Top of ENTRIES PROVIDED
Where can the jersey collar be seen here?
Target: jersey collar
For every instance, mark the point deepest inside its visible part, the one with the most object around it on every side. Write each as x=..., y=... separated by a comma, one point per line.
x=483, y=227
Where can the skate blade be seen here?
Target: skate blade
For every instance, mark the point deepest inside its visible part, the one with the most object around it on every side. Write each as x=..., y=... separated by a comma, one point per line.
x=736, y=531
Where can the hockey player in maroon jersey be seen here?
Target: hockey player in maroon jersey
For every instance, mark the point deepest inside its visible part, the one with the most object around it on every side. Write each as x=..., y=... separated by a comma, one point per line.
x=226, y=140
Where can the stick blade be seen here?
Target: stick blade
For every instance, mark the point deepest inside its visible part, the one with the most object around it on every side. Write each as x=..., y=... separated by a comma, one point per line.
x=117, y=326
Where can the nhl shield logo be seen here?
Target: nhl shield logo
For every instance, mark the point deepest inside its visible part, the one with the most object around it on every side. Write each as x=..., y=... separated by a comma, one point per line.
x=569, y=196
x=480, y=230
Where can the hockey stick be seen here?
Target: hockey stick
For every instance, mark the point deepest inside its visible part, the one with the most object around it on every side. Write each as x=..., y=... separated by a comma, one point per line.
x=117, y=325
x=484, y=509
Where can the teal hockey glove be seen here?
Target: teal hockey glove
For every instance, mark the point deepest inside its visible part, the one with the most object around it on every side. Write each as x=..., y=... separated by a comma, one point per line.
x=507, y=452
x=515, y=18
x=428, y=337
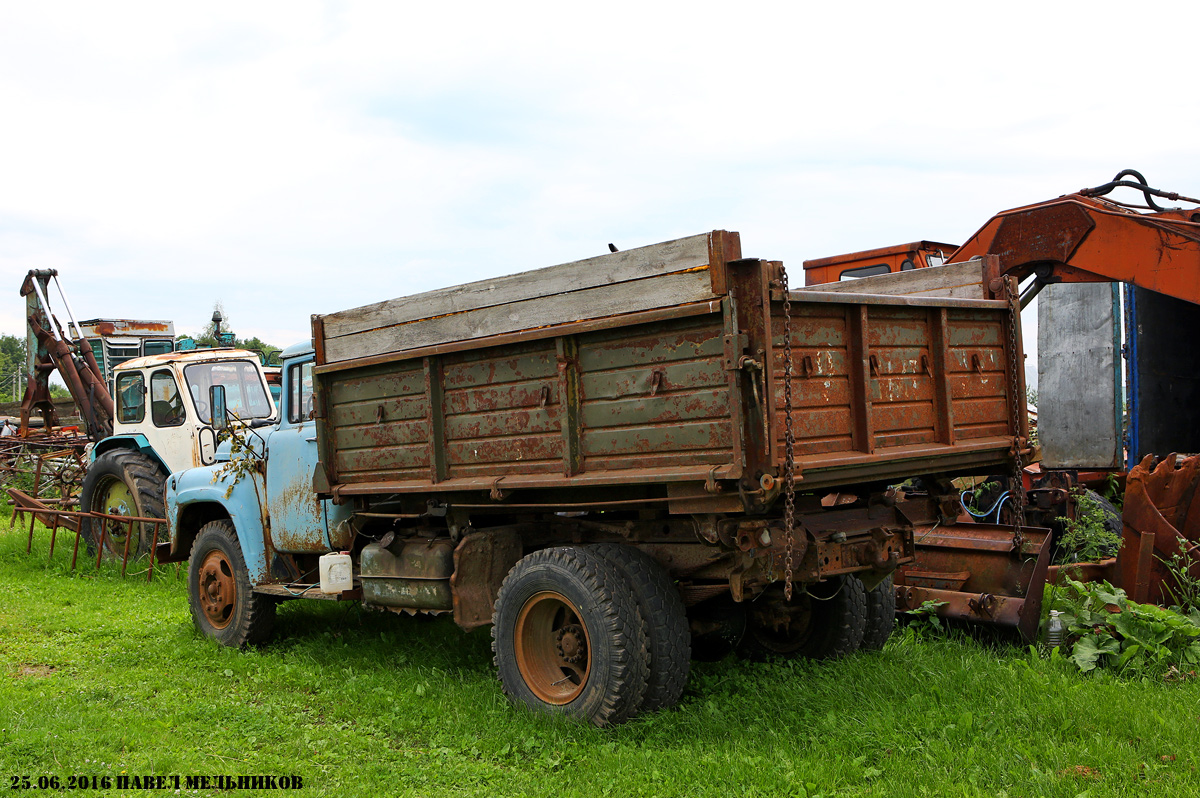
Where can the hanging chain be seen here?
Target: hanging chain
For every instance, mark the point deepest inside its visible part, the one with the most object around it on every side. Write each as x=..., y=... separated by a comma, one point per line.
x=789, y=441
x=1018, y=491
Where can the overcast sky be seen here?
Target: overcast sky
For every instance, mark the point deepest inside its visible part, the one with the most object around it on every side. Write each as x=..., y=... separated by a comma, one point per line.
x=289, y=159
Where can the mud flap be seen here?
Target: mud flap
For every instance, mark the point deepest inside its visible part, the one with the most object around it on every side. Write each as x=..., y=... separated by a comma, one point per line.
x=979, y=573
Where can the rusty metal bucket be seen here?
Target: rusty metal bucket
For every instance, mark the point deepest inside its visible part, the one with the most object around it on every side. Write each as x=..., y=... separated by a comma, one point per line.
x=1162, y=521
x=982, y=571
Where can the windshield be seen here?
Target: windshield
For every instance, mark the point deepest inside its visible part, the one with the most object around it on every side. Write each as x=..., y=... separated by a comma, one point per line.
x=245, y=394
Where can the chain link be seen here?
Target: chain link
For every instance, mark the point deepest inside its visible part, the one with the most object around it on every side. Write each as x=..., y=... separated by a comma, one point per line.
x=1018, y=492
x=789, y=441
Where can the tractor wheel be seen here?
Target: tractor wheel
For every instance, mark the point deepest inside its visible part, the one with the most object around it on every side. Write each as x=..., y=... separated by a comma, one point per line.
x=223, y=604
x=569, y=639
x=881, y=615
x=717, y=627
x=825, y=621
x=123, y=483
x=666, y=623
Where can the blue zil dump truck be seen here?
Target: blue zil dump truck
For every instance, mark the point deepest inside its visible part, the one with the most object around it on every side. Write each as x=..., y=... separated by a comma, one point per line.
x=617, y=465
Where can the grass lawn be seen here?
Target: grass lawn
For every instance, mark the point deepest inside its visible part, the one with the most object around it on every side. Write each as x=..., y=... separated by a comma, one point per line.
x=103, y=676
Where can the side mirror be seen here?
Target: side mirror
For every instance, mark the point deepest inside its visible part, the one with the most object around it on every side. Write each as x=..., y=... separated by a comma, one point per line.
x=208, y=445
x=216, y=403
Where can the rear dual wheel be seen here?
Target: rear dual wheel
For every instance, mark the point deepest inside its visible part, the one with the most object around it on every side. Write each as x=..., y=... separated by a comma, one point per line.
x=223, y=604
x=597, y=634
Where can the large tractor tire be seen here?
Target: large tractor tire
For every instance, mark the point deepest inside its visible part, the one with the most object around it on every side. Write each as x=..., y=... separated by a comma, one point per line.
x=223, y=604
x=823, y=621
x=881, y=615
x=569, y=639
x=123, y=483
x=666, y=622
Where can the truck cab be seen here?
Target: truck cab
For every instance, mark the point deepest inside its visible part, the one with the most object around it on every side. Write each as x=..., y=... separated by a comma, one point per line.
x=162, y=423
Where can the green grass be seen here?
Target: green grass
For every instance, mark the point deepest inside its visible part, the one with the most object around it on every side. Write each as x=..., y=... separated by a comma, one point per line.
x=103, y=675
Bottom of ENTRIES PROVIDED
Copy every line of the entries above in which "collar" occurs.

RESPONSE AREA:
Where can the jersey collar be seen here?
Target: jersey collar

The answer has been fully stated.